● Directive
Count the lines in the rows below that contain the string "street". Give only the number.

● Point annotation records
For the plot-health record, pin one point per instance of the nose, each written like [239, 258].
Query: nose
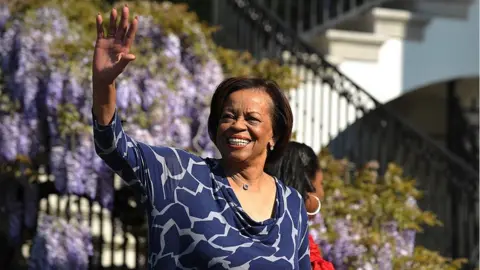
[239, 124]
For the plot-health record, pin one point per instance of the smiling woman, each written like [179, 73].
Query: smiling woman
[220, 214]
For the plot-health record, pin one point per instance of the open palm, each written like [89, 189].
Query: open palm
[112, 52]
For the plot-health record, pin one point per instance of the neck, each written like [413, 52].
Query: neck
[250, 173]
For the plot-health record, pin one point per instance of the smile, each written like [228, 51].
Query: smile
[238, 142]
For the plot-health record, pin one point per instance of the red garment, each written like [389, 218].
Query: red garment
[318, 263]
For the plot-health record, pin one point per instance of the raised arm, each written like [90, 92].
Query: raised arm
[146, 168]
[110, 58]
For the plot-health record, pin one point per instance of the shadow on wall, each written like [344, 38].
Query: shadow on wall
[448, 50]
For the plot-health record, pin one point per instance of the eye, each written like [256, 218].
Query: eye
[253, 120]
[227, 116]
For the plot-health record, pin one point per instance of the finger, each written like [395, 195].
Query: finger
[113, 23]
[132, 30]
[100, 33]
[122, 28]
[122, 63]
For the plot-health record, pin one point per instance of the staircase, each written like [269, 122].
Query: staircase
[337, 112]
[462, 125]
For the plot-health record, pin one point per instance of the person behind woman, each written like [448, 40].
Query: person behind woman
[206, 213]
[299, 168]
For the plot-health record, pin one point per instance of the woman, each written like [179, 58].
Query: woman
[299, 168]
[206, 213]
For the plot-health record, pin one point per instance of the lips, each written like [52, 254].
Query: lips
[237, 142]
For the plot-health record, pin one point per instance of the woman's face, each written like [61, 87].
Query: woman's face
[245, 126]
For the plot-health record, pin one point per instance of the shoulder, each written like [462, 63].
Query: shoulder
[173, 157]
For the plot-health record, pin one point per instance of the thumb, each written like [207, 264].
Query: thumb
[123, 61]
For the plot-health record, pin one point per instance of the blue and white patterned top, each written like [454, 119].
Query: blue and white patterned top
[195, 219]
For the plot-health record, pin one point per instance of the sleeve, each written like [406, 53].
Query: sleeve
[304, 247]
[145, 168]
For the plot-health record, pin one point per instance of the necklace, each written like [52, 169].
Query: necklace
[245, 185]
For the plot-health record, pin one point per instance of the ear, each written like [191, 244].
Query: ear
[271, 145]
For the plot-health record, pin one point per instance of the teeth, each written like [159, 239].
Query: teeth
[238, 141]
...
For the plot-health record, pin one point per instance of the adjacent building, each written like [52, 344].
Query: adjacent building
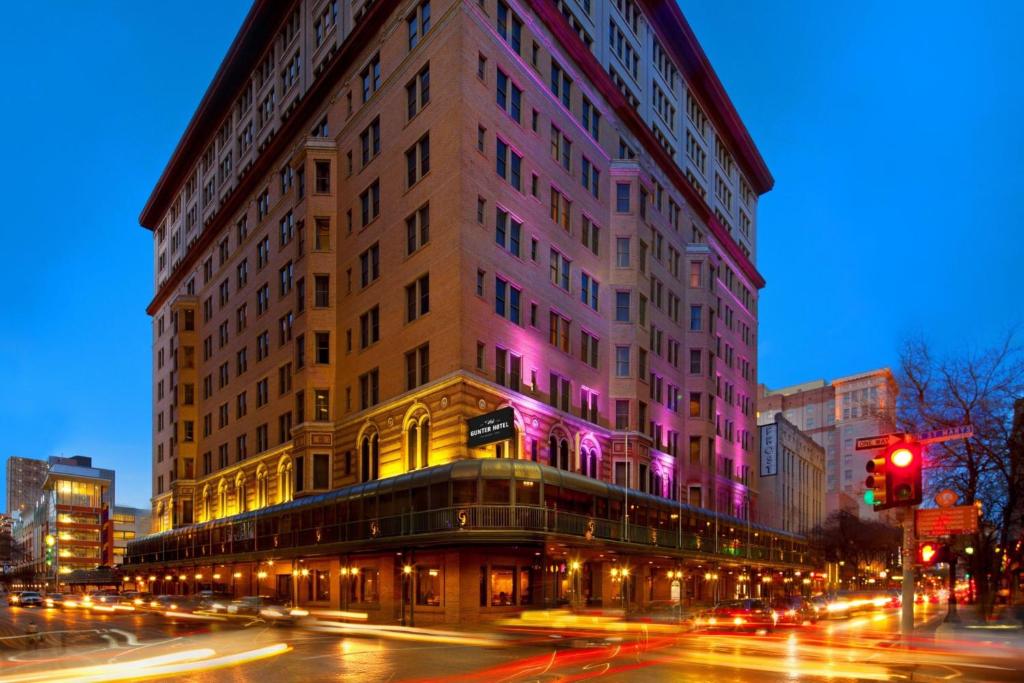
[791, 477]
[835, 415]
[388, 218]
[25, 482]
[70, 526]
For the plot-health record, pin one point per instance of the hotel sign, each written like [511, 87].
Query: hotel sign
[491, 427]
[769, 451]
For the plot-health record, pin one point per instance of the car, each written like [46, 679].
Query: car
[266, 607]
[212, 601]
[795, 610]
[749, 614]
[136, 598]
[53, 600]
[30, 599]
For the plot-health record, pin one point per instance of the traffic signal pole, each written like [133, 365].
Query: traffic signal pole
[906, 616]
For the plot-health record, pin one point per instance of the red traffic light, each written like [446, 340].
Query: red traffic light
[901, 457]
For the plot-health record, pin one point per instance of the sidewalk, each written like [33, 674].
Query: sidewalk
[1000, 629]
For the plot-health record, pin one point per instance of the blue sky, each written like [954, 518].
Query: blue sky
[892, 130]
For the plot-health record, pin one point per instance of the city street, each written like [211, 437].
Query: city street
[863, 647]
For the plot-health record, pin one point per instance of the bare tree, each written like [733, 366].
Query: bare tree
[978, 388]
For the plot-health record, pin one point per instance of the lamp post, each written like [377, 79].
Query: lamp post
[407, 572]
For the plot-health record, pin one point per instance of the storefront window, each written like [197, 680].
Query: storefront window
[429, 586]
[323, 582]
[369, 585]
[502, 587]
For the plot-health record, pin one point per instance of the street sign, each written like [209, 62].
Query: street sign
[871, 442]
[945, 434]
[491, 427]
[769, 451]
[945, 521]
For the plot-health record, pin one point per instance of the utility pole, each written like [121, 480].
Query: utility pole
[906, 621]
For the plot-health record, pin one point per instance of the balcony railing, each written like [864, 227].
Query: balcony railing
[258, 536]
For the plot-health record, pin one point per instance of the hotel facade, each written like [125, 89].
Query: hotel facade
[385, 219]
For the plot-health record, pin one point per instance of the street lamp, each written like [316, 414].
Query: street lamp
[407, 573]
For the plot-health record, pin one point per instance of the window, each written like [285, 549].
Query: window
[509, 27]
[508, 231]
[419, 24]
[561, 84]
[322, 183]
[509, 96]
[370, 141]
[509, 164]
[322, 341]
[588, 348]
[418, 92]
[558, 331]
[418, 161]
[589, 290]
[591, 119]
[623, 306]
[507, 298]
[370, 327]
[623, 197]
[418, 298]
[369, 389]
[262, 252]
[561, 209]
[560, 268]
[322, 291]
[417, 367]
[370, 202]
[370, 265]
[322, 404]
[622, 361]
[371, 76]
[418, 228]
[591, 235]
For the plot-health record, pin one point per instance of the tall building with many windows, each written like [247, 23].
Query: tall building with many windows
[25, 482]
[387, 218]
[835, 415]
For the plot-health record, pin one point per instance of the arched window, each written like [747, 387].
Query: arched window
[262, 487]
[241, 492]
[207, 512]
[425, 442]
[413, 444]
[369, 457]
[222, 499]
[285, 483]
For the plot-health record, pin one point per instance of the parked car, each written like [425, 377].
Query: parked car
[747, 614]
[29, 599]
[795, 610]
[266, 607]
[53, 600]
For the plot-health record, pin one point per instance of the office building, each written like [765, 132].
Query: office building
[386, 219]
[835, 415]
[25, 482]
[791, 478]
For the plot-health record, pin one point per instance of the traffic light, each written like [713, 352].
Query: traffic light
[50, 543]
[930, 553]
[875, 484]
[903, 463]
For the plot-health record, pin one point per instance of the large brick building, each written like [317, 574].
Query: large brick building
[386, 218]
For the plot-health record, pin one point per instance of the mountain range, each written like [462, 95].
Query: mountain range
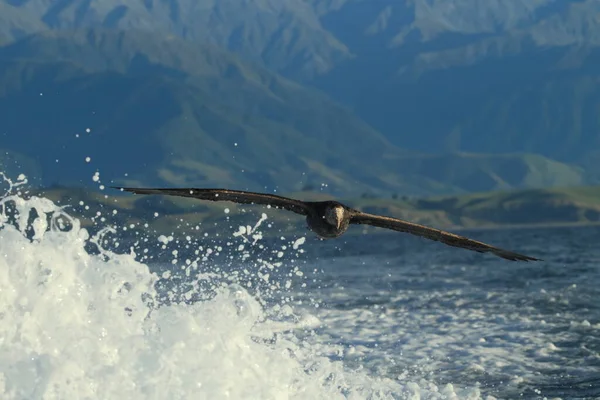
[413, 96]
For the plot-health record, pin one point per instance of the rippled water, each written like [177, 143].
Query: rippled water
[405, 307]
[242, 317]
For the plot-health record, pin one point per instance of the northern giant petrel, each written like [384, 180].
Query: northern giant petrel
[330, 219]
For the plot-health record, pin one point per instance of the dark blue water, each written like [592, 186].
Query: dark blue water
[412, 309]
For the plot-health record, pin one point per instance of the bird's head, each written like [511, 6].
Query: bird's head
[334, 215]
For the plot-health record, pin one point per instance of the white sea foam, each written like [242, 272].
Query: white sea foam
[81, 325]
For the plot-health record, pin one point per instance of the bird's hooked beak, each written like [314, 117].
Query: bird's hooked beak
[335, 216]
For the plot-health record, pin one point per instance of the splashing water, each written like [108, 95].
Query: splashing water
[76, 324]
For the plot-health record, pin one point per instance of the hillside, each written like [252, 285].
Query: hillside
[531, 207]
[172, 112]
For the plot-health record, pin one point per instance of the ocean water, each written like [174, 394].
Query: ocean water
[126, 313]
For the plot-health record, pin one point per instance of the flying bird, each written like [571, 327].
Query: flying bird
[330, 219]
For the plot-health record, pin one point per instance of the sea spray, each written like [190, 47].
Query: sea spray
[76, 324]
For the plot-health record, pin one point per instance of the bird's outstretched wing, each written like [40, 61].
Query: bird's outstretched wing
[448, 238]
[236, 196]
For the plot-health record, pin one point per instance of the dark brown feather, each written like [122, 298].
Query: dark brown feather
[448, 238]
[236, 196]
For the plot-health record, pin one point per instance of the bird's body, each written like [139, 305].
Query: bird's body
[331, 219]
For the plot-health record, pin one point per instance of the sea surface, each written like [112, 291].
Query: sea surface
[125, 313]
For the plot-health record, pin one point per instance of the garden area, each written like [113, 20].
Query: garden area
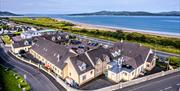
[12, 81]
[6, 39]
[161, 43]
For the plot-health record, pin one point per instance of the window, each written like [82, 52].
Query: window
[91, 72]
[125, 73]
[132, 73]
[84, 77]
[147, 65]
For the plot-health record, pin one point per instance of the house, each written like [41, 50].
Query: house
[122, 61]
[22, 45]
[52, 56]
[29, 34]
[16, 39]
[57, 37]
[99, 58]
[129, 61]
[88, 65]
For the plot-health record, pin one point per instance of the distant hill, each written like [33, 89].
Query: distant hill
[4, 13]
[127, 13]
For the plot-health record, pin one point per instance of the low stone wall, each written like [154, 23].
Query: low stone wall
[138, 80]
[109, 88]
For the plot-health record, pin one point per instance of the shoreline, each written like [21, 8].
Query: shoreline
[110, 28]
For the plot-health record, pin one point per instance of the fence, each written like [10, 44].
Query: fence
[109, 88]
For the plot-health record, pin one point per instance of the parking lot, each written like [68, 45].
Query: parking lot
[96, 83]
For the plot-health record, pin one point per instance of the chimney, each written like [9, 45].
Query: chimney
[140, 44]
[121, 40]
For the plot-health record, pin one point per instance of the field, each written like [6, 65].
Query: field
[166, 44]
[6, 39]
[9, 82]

● Right answer
6